READING TEXT ::
[Libre-soc-dev] [RFC] SVP64 Vertical-First Mode, batch processing

lkcl luke.leighton at gmail.com
Fri Aug 13 21:48:23 BST 2021

On August 13, 2021 3:14:43 PM UTC, lkcl <luke.leighton at gmail.com> wrote:

>Horizontal-First, you perform these types of loops:
>   setmaxvli 8
>    setvl  r5, r3 # VL=r5=MAX(MVL, r3)
>    sv.ld r20.v, r4(0) # load VL elements (max 8)
>    sv.addi r20.v, r20.v, 55 # add 55 to all vector
>    sv.st r20.v, r4(0) # store VL elements
>    add r4, r4, r5 # move r4 pointer forward
>    sub. r3, r3, r5 # decrement total count by VL
>    bnz loop

oo, oo, i just had an idea.

[Excerpts from point annotation data]
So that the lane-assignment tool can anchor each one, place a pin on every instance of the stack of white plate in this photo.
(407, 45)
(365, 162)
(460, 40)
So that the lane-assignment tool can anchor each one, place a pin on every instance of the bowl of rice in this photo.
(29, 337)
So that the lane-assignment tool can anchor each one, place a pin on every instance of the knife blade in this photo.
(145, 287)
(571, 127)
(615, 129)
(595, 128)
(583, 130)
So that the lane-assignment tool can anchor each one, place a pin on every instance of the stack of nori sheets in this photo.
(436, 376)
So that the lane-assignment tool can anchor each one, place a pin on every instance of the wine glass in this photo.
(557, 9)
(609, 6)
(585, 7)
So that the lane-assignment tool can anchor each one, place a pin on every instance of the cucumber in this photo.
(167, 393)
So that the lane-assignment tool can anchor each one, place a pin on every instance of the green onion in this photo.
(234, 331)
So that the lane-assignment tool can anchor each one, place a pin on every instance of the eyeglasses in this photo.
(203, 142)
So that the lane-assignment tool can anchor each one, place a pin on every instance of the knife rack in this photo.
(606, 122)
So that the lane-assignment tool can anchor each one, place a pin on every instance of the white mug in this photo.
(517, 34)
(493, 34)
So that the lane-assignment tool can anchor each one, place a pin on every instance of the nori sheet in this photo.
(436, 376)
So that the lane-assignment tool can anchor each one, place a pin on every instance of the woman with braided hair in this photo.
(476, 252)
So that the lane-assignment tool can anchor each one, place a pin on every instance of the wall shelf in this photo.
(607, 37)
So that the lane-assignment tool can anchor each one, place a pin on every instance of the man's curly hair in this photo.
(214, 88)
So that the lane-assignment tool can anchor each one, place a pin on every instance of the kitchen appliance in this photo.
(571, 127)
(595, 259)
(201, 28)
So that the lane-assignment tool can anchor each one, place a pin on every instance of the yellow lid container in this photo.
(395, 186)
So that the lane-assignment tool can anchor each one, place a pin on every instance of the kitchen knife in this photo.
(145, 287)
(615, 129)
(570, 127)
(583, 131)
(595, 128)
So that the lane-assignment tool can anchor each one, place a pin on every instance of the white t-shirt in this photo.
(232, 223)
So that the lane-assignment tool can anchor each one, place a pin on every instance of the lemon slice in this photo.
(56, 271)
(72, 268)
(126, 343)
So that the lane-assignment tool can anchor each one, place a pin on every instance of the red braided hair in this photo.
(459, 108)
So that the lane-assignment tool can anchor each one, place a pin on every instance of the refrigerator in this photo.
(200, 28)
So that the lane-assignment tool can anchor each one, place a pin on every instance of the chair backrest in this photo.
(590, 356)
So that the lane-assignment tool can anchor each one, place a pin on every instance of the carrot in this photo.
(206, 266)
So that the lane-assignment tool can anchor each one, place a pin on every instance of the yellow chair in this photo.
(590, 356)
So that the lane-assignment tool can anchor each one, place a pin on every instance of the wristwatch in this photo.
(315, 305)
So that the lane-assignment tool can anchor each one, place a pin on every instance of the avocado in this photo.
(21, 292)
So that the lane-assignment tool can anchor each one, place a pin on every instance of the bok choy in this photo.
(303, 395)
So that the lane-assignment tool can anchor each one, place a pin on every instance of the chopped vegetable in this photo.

GIVEN PROBLEM 1 :: Rewrite the SVP64 post from "On August 13, 2021" up to and including "had an idea.", replacing "elements" with "items".
GIVEN PROBLEM 2 :: List every register named in the loop code of the SVP64 post, in the order each first appears.
GIVEN PROBLEM 3 ::
For each statement, say whether it agrees with the SVP64 post, and quote the words of the post that decide it.
(a) The loop adds 55 to every element of the vector.
(b) Each load brings in at most 16 elements.
(c) The post is dated on a Friday.

EXERCISE OUTPUT 1 ::
On August 13, 2021 3:14:43 PM UTC, lkcl <luke.leighton at gmail.com> wrote:

>Horizontal-First, you perform these types of loops:
>   setmaxvli 8
>    setvl  r5, r3 # VL=r5=MAX(MVL, r3)
>    sv.ld r20.v, r4(0) # load VL items (max 8)
>    sv.addi r20.v, r20.v, 55 # add 55 to all vector
>    sv.st r20.v, r4(0) # store VL items
>    add r4, r4, r5 # move r4 pointer forward
>    sub. r3, r3, r5 # decrement total count by VL
>    bnz loop

oo, oo, i just had an idea.

EXERCISE OUTPUT 2 :: r5, r3, r20, r4

EXERCISE OUTPUT 3 ::
(a) Yes: "add 55 to all vector"
(b) No: "load VL elements (max 8)"
(c) Yes: "Fri Aug 13 21:48:23 BST 2021"